Alef’s responsibilities as musical director are to keep everyone on schedule, to delegate rehearsal time to things that need work and to direct every piece of music including the warm-up.

“Warming up is one of the most important parts in music, its like stretching before you run a marathon,” Alef said. Alef’s job of overseeing the entire orchestra involves more musicians than he has directed in the past, but Alef is confident he will benefit from this experience.

“Everything is a stepping stone, any experience you have in music will somehow provide a knowledge that you cannot get elsewhere,” he said.

Scoring music for films has been Alef’s ultimate musical goal since he was in grade school. In fact, Alef says that he recently found a paper from his first day of third grade that asked the simple question,”What do you want to be when you grow up?”

Alef had written, “I want to score music.”

“I feel like everything I’ve done has given me a different wealth of experiences that are required for the job,” Alef said. “I do recording, I work at a studio in town and I do theater projects.”

“Everything that I’ve done has given me experience that will ultimately provide me with the experience I need in scoring films.”

Although Alef’s dream job may be in scoring film, he claims what he likes most about music is its meaning that is seen differently by everyone.

“To me, music is a very strange form of communication because it’s not like writing where you can for the most part convey some sort of concrete meaning,” Alef said. “Music can still send a message but that message is different for everyone.”

Records for this task.
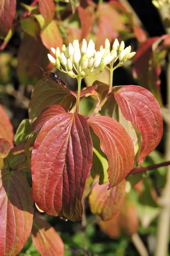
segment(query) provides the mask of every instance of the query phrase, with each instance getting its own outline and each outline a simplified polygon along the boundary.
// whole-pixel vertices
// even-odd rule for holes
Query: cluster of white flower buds
[[[153,0],[152,3],[158,9],[164,9],[168,11],[170,9],[170,0]]]
[[[57,47],[51,48],[55,56],[54,58],[48,54],[51,63],[61,72],[67,73],[73,78],[80,76],[84,77],[90,74],[99,73],[105,67],[110,69],[113,64],[119,60],[119,66],[122,66],[128,59],[135,55],[135,52],[130,52],[131,47],[125,49],[125,43],[122,41],[119,45],[117,39],[114,41],[110,51],[109,41],[105,41],[105,48],[101,46],[99,51],[96,51],[95,44],[92,39],[88,44],[83,39],[80,49],[79,40],[74,40],[66,47],[62,47],[62,52]]]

Written problem 1. Rewrite the passage about Alef from "Scoring music for" to "differently by everyone.", renaming "grade school" as "elementary school".
Written problem 2. Format every line of the rows as a numbered list, skipping blank lines and leaving the pictures out.
The rows have nothing to do with the passage about Alef.

Task result 1.
Scoring music for films has been Alef’s ultimate musical goal since he was in elementary school. In fact, Alef says that he recently found a paper from his first day of third grade that asked the simple question,”What do you want to be when you grow up?”

Alef had written, “I want to score music.”

“I feel like everything I’ve done has given me a different wealth of experiences that are required for the job,” Alef said. “I do recording, I work at a studio in town and I do theater projects.”

“Everything that I’ve done has given me experience that will ultimately provide me with the experience I need in scoring films.”

Although Alef’s dream job may be in scoring film, he claims what he likes most about music is its meaning that is seen differently by everyone.

Task result 2.
1. segment(query) provides the mask of every instance of the query phrase, with each instance getting its own outline and each outline a simplified polygon along the boundary.
2. // whole-pixel vertices
3. // even-odd rule for holes
4. Query: cluster of white flower buds
5. [[[153,0],[152,3],[158,9],[164,9],[168,11],[170,9],[170,0]]]
6. [[[57,47],[51,48],[55,56],[54,58],[48,54],[51,63],[61,72],[67,73],[73,78],[80,76],[84,77],[90,74],[99,73],[105,67],[110,69],[113,64],[119,60],[119,66],[122,66],[128,59],[135,55],[135,52],[130,52],[131,47],[125,49],[125,43],[122,41],[119,45],[117,39],[114,41],[110,51],[109,41],[105,41],[105,48],[101,46],[99,51],[96,51],[95,44],[92,39],[88,44],[83,39],[80,49],[79,40],[74,40],[66,47],[62,47],[62,52]]]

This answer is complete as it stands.